**EXERCISE**
Copy exactly the lines that run from the one containing "Where can you see the cascading" through the end of the entries, both ends included.
++++++++++
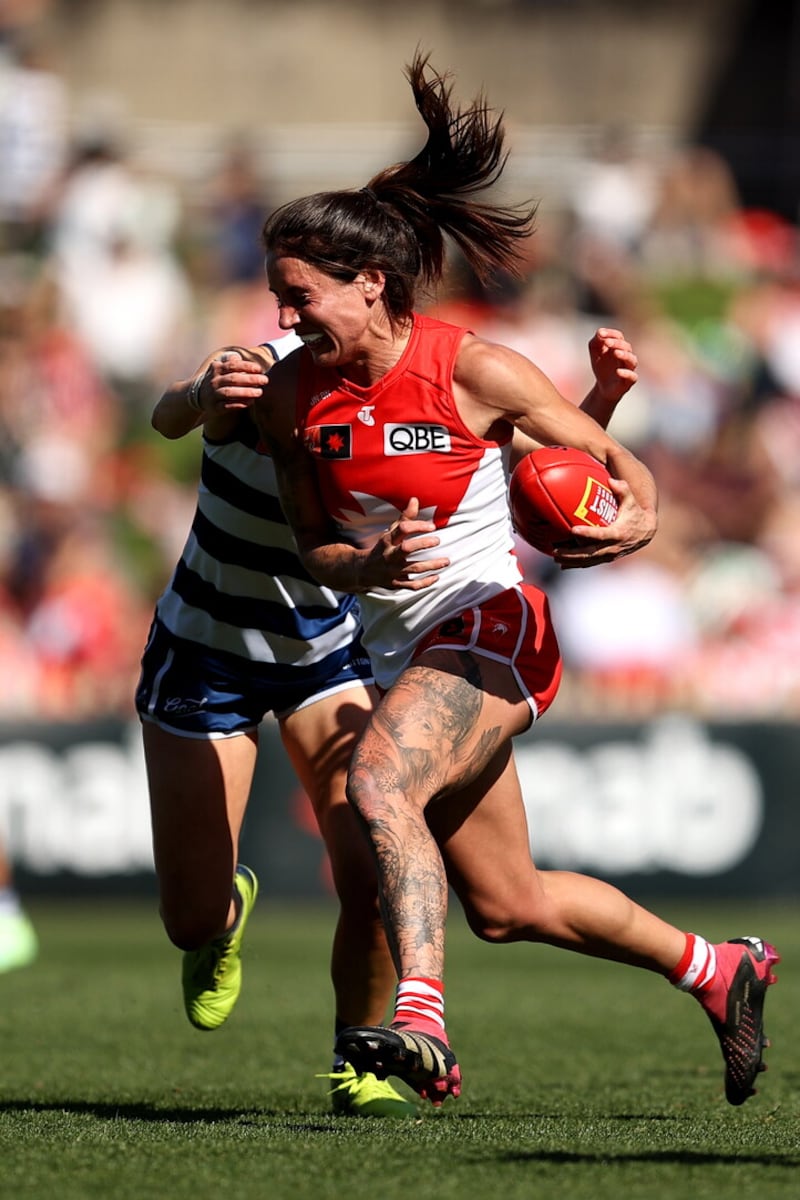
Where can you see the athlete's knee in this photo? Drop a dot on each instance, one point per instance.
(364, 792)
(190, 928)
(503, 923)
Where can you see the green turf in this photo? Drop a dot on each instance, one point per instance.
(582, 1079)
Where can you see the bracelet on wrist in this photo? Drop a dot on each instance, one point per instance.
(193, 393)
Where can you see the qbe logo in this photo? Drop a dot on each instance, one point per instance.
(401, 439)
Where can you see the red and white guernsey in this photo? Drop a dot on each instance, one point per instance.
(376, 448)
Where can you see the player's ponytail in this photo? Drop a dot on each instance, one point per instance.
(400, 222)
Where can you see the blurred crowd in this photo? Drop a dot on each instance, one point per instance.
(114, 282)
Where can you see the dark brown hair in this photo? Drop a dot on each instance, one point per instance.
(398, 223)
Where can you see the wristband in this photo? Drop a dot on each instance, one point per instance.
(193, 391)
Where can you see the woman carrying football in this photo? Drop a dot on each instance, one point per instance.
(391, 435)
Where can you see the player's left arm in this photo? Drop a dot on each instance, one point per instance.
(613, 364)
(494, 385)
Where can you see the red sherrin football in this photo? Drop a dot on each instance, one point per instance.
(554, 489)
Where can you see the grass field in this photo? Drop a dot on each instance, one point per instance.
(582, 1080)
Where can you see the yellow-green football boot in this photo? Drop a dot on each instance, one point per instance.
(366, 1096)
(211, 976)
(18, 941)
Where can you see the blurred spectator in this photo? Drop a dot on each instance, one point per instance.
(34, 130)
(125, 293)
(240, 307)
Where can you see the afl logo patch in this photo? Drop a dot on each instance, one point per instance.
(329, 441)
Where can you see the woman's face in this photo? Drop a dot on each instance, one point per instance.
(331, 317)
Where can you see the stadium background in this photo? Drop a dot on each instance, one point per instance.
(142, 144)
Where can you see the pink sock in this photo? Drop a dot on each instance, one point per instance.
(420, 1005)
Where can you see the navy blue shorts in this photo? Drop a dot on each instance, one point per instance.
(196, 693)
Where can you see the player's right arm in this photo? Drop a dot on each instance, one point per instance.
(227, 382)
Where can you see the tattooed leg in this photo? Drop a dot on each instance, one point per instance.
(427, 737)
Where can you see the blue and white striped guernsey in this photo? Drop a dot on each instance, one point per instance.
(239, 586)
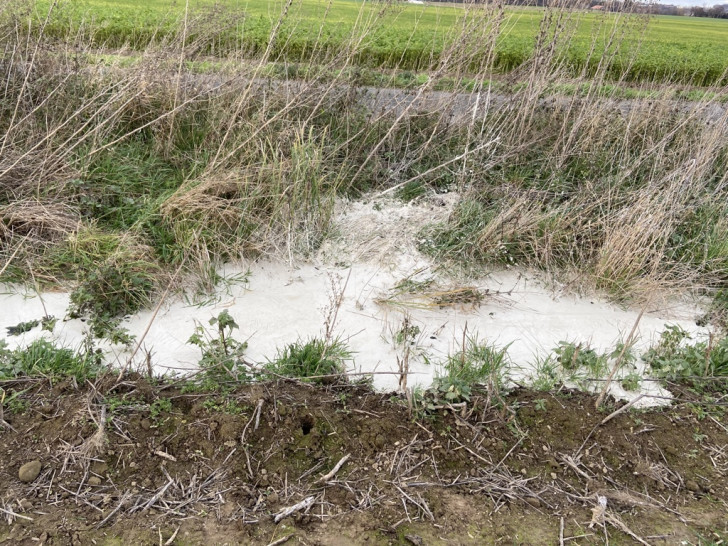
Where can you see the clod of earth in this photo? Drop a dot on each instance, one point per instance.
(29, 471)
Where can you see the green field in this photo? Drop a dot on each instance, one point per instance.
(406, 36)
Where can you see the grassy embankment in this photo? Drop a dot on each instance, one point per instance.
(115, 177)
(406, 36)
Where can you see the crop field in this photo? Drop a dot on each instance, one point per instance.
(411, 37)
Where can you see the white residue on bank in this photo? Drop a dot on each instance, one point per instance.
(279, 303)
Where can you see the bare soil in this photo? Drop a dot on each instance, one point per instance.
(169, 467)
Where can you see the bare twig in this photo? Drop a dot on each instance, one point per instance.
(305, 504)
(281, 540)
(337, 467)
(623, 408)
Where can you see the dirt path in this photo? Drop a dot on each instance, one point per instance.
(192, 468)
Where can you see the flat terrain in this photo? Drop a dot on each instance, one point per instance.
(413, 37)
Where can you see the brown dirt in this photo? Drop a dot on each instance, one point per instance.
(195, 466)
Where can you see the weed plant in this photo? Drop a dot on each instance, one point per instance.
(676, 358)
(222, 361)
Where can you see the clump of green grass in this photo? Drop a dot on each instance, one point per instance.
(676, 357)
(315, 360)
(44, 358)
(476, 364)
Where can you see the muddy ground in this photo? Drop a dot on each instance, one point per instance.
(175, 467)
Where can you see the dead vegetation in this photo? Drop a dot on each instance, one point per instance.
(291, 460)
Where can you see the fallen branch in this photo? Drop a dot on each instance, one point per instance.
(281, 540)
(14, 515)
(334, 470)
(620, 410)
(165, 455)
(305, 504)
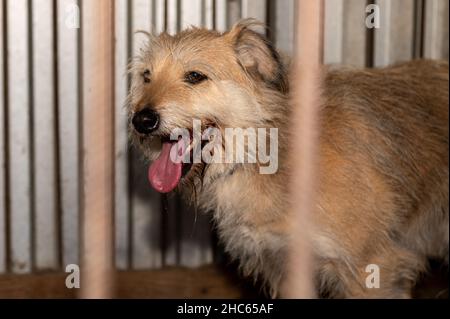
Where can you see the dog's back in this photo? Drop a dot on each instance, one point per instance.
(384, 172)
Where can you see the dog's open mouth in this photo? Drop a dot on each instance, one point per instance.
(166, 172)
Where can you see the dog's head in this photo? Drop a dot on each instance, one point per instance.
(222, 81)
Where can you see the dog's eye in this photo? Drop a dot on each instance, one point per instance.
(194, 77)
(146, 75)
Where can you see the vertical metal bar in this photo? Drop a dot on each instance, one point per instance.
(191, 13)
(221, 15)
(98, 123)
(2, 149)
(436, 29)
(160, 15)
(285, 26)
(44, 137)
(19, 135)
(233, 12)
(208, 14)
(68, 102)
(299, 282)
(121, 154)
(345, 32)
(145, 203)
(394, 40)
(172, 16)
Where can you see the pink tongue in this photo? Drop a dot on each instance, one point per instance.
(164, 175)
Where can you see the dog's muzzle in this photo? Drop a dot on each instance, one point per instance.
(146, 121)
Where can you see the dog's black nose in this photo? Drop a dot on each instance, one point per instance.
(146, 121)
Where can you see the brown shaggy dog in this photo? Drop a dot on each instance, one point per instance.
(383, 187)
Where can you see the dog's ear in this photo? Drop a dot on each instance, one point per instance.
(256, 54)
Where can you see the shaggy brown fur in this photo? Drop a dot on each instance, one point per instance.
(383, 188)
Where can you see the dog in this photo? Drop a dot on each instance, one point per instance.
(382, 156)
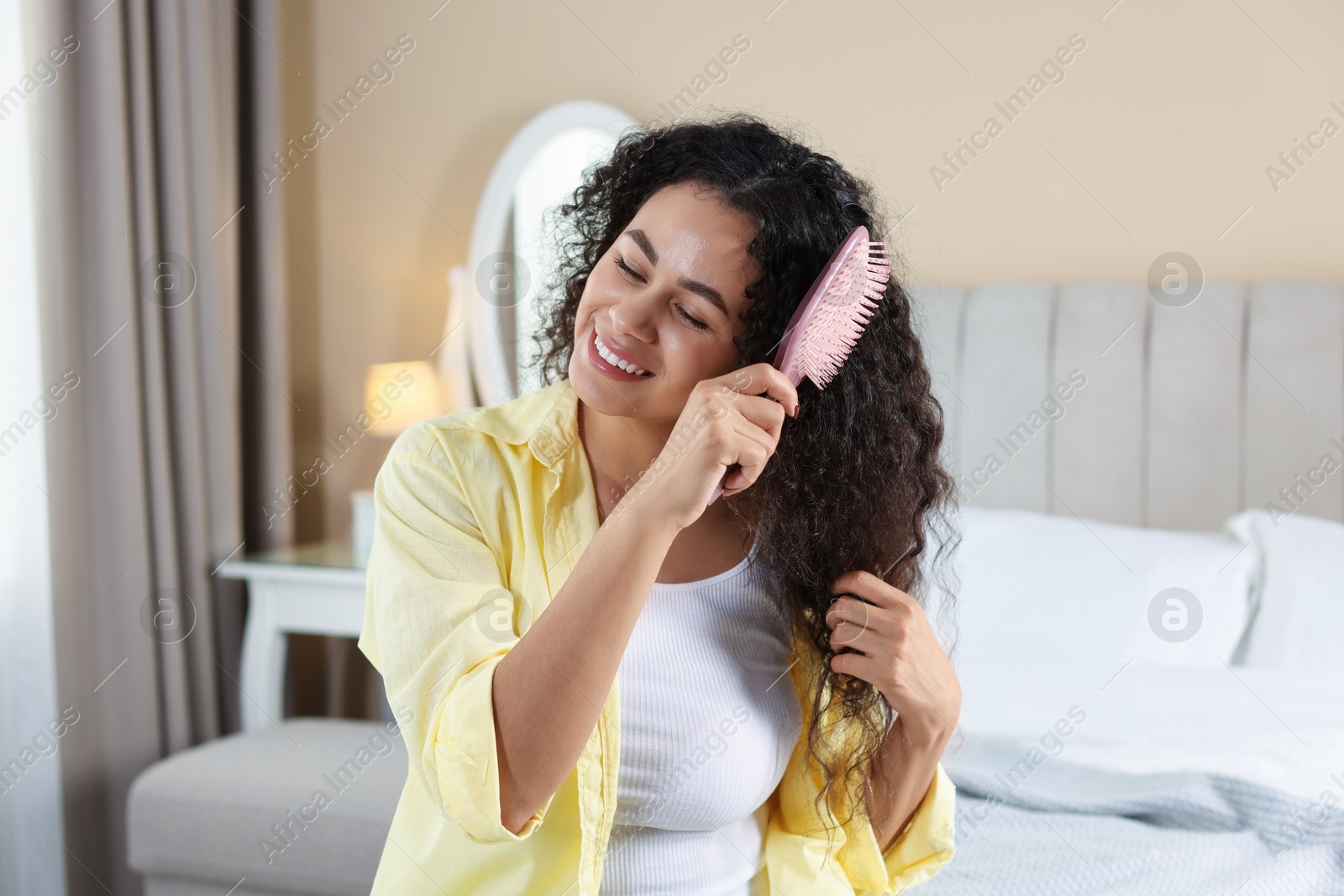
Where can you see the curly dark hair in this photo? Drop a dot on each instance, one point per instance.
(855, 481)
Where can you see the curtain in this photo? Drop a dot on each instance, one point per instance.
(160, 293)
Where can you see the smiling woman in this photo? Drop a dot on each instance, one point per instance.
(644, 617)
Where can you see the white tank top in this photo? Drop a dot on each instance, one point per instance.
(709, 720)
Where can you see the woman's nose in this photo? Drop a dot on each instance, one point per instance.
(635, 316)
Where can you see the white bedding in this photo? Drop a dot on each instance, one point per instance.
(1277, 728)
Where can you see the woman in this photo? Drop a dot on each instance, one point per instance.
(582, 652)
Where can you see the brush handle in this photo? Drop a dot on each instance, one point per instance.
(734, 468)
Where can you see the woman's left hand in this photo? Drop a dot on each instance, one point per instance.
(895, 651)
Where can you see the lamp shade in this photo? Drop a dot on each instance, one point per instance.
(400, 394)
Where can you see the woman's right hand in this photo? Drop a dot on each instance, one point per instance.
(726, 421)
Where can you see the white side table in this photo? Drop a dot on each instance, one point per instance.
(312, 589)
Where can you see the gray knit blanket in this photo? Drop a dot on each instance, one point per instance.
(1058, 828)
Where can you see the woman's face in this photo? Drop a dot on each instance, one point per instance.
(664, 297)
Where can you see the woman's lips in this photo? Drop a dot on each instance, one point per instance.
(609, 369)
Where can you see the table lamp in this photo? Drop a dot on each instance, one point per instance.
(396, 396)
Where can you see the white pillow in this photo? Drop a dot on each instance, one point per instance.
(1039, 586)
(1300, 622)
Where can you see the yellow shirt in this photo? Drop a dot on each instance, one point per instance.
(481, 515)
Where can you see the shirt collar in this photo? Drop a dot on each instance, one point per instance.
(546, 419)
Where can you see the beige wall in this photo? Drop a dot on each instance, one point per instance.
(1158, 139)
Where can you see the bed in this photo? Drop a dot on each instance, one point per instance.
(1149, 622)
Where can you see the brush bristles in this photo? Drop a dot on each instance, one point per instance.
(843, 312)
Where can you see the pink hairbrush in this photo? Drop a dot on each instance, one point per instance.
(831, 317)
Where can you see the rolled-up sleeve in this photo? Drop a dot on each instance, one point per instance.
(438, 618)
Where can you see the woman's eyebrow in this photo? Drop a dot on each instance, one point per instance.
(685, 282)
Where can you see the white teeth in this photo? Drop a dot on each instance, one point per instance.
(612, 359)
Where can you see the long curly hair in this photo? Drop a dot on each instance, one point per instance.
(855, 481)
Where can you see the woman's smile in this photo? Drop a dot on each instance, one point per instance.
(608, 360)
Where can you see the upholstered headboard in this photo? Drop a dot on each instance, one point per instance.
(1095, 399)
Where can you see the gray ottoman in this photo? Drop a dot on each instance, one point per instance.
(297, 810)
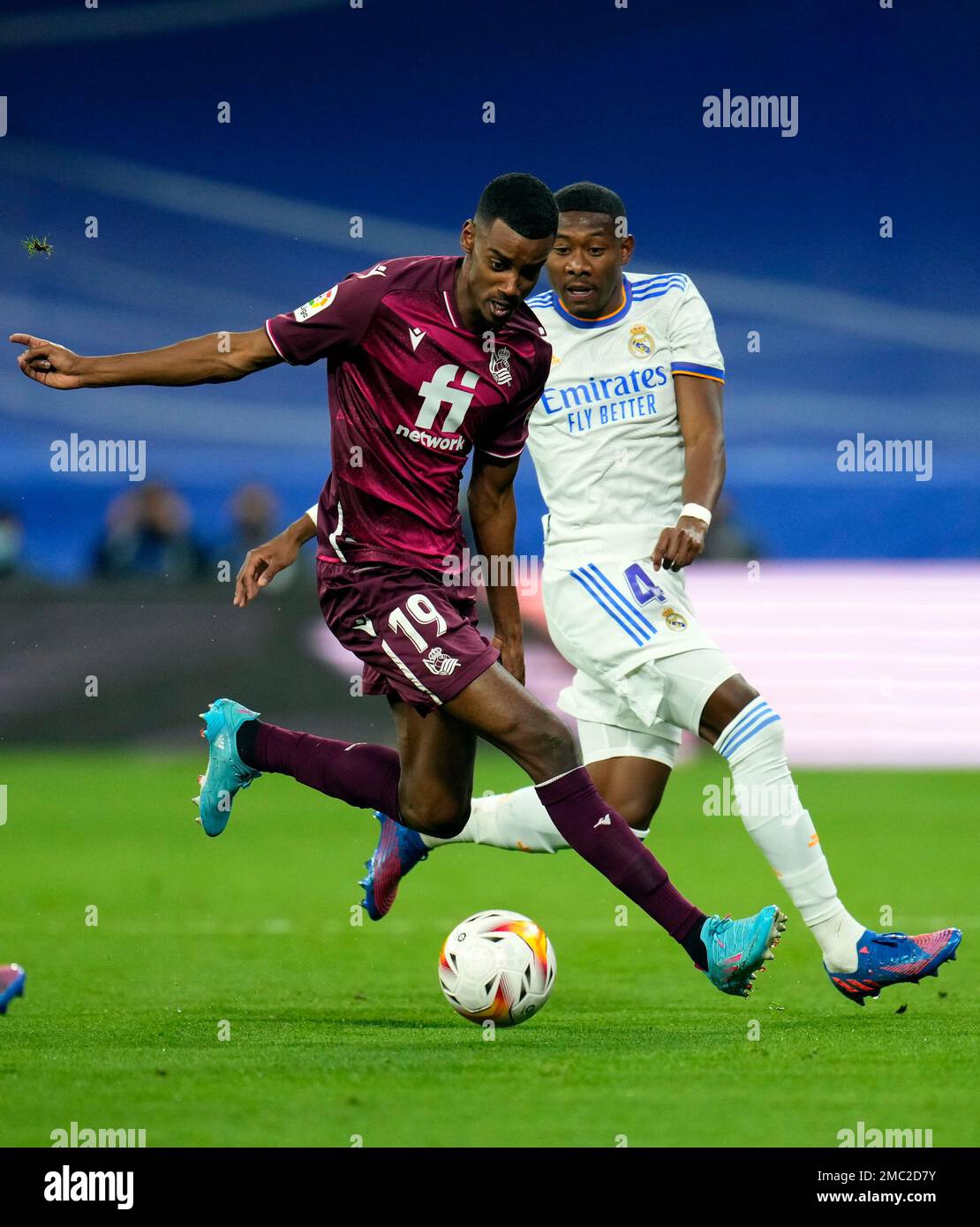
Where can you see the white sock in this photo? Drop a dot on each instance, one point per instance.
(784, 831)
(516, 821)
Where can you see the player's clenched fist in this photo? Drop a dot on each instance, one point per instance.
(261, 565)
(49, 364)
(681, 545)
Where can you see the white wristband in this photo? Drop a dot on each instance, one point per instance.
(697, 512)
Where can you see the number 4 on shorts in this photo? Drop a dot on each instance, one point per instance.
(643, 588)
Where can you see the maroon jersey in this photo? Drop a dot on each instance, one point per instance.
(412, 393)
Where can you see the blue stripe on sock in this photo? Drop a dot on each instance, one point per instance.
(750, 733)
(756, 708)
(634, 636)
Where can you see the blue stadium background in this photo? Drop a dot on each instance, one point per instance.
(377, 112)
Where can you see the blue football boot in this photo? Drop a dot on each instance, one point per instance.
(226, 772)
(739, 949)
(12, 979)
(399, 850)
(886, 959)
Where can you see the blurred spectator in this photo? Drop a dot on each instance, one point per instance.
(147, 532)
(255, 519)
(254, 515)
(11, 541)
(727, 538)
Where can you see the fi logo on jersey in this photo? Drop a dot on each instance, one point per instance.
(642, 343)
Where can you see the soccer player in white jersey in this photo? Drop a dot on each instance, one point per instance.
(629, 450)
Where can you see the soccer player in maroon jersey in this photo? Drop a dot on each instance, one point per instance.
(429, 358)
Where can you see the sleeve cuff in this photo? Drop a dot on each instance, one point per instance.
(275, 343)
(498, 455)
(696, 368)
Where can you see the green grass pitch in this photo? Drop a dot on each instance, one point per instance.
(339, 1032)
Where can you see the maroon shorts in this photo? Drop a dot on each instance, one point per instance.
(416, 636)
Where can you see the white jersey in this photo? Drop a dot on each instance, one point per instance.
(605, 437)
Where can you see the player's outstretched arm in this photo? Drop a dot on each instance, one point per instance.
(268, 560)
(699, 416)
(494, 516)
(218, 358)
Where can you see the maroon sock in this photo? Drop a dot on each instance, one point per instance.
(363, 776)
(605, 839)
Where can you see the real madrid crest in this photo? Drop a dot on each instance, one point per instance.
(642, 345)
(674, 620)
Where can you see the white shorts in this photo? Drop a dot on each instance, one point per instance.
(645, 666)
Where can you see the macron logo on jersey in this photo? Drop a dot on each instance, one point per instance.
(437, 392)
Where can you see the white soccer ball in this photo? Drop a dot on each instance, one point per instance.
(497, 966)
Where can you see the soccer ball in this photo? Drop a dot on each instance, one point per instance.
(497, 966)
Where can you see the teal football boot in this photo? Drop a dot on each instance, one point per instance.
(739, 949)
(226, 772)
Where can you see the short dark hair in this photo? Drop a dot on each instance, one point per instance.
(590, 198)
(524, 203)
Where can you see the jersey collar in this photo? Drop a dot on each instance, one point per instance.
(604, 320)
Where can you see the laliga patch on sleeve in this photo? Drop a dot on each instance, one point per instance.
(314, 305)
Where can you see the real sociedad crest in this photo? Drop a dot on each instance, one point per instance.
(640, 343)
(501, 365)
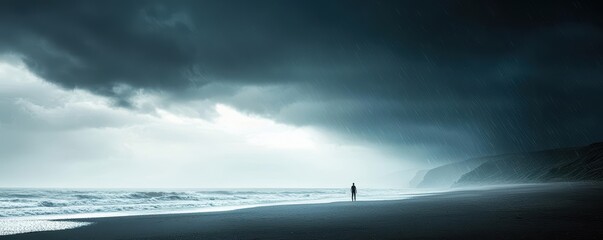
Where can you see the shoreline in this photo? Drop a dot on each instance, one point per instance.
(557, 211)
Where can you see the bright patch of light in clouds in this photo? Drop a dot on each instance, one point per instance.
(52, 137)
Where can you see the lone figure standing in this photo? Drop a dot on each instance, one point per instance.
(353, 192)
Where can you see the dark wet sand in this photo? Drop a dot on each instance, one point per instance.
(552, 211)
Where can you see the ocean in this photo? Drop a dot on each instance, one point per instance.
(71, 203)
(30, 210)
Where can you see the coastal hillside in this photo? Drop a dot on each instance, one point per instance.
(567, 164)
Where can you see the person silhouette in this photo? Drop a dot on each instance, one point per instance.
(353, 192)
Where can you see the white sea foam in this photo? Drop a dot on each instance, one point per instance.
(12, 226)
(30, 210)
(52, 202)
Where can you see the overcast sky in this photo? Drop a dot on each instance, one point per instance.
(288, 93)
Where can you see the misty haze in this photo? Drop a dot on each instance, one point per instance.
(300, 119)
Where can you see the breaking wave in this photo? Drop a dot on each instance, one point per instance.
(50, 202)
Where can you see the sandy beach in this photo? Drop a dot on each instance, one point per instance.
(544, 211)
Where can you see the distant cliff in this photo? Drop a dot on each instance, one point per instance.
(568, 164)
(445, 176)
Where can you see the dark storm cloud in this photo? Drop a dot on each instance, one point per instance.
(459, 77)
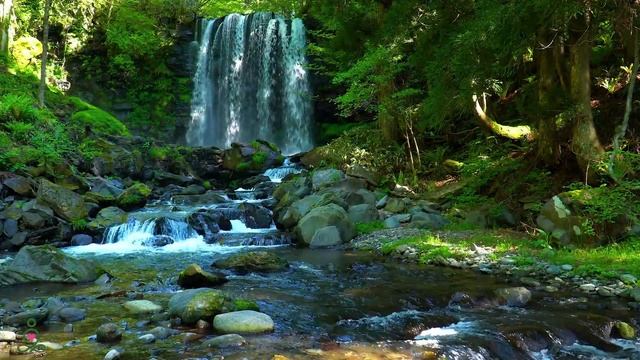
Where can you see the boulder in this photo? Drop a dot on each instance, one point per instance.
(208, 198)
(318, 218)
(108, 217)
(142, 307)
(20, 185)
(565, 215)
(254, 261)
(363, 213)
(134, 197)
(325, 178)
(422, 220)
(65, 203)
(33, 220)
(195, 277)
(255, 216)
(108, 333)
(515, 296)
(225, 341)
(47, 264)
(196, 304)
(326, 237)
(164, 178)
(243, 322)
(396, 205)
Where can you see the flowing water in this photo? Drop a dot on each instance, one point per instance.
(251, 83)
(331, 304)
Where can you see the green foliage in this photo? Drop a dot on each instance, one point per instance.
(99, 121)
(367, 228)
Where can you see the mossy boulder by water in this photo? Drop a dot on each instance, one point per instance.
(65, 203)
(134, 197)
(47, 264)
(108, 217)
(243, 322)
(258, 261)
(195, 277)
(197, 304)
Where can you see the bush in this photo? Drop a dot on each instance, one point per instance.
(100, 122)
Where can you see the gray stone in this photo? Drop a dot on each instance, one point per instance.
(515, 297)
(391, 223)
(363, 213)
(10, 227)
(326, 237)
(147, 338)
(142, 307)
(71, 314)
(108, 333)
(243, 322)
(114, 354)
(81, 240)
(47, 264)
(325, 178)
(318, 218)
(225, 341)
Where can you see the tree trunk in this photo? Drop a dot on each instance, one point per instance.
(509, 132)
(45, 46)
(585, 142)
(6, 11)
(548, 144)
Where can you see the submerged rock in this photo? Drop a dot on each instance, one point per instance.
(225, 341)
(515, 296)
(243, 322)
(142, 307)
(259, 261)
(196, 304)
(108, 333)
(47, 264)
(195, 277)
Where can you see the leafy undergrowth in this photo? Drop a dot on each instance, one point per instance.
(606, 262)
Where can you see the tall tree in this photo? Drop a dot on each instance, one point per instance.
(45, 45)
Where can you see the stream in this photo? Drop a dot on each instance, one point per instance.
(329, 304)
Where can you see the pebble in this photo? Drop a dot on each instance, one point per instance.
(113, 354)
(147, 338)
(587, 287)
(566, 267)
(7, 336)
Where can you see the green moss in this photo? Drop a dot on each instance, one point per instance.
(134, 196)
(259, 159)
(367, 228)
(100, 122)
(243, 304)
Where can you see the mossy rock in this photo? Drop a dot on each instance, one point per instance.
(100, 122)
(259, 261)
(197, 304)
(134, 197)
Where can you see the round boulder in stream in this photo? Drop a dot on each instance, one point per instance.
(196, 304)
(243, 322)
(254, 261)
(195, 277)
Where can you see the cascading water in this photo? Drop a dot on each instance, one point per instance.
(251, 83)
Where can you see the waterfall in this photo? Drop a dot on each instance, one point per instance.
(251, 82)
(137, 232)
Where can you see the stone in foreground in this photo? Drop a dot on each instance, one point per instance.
++++++++++
**REPLY**
Where can you see the cascading water in this photo? Drop a dot on each instance, one point per instance.
(251, 83)
Where can you see the waterfall in this photo? Drop a dot on each instance, one point per instance.
(251, 82)
(137, 232)
Where can you see the stone in foreground in this photo? Drop a dot on each instance, one point per instance.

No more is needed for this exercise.